Let's get out of the bilges and into some fresh air for a change.
Last Autumn I bought a used hard dinghy. It came complete with a pair of
Weaver Davits for the swim platform and a Weaver stand-off, which is an
adjustable bar to lock the dinghy in the upright position.
http://www.weaverindustries.com/ has photos and illustrations, and the
Weaver people are responsive to questions (see below).
The system consist of 2 swivelling, spring-loaded snaps for the dinghy
gunwale, and 2 passive "loops" for the platform. Installation is
straightforward, but there are always little twists to challenge the
imagination, and ignorance is NOT bliss. What didn't come with the package
were the Weaver instructions, and that minor omission ultimately led me
astray.
In my case, the swim platform is quite low to the water, so I had to make
some modifications.
The brackets for the dinghy were already installed, about 1/3 of the way
from bow and stern. (Weaver's instructions would have indicated that the aft
bracket should have been installed much closer to the stern. More below.)
With the dinghy in the water, alongside and centred on the platform, I
marked where the platform brackets should go, measured the height of the
"snap" from the platform deck, and subtracted the height of the platform
bracket. I then went home and made two 5" high riser blocks from a piece of
very tight ash.
Unable to find SS bolts long enough to go through the brackets, the risers,
and the swim platform, I cut 4 lengths of heavy aluminum angle and used
large SS flat-head screws to fasten them to the sides of the blocks with the
"L"'s under the blocks. Since screws would not be sufficient to attach the
brackets to the blocks, I drilled the three vertical holes for 1/4" SS
bolts, but to a depth of only 3". I then drilled 1/2" horizontal holes into
the vertical ones from either side and one end. A chisel produced flats on
the upper surfaces for plain and lock washers, and elongated the holes
enough to permit the use of SS wing nuts. To start the bolts I held the wing
nuts in place with long-nose pliers. The nuts were then trapped in the holes
and tightening was simple. This approach avoided having to remove a lot more
wood to accommodate a wrench.
Back on the swim platform, I placed the assemblies in the previously marked
positions and with a soft pencil traced their outlines on the platform. I
unscrewed the aluminum "shoes" and numbered each one on the inside and on
the risers, laid them on the outlines, and drilled holes for 3" SS flat head
bolts through the aluminum and the platform. I countersunk these holes, and
then slathered some of that ultra-sticky bedding compound - notwithstanding
the quantity I had earlier spread on myself, there's lots in the tube - in
the holes and on the bottoms of the "shoes", and pushed the bolts through.

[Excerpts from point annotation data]

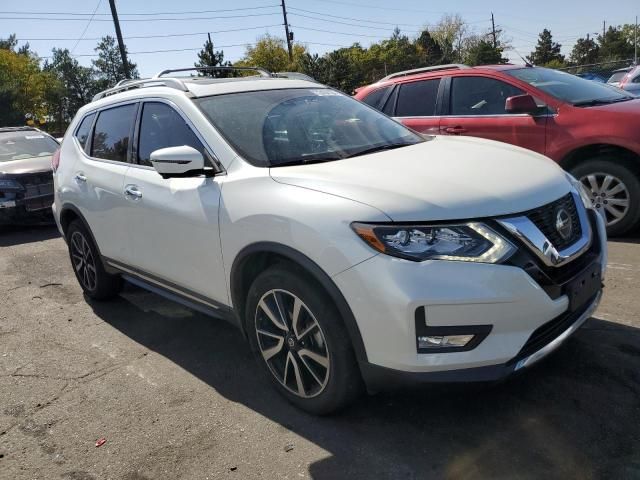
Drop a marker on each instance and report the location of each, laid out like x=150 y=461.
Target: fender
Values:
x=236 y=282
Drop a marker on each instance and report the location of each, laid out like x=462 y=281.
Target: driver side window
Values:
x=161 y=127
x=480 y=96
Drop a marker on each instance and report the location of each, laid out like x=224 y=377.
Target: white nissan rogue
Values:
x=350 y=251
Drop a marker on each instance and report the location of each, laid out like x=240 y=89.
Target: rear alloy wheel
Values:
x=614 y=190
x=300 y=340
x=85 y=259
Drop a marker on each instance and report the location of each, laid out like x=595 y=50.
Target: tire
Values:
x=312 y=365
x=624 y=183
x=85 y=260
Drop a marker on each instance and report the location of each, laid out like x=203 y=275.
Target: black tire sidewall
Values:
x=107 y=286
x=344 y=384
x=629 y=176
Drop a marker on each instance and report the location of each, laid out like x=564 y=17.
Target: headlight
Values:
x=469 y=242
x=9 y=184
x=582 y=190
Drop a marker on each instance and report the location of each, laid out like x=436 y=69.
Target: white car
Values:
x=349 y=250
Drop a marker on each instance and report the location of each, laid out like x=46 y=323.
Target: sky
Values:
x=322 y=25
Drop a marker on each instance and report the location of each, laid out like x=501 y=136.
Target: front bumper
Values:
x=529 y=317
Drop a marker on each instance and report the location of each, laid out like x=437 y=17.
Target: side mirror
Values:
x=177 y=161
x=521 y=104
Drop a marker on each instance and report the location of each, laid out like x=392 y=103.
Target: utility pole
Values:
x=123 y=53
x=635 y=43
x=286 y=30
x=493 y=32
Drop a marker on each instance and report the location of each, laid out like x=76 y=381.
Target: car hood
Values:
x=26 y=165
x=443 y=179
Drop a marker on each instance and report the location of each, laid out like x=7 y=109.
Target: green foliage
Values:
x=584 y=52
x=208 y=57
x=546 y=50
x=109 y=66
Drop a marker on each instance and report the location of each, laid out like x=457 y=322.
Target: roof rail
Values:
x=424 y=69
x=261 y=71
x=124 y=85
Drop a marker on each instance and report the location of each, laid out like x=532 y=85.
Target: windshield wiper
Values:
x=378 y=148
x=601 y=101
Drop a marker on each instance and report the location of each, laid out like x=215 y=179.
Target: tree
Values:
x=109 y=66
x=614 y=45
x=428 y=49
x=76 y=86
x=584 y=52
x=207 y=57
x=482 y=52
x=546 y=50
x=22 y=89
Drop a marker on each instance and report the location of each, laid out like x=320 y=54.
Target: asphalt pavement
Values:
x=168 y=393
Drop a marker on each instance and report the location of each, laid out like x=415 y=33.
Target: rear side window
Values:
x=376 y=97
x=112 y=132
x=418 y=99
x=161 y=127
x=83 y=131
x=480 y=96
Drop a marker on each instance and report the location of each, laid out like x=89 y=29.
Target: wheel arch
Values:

> [EXERCISE GOAL]: In the dinghy davit account, what material were the two riser blocks made from? The listing has no connection to the dinghy davit account.

> [RESULT FOR THIS TASK]: A piece of very tight ash.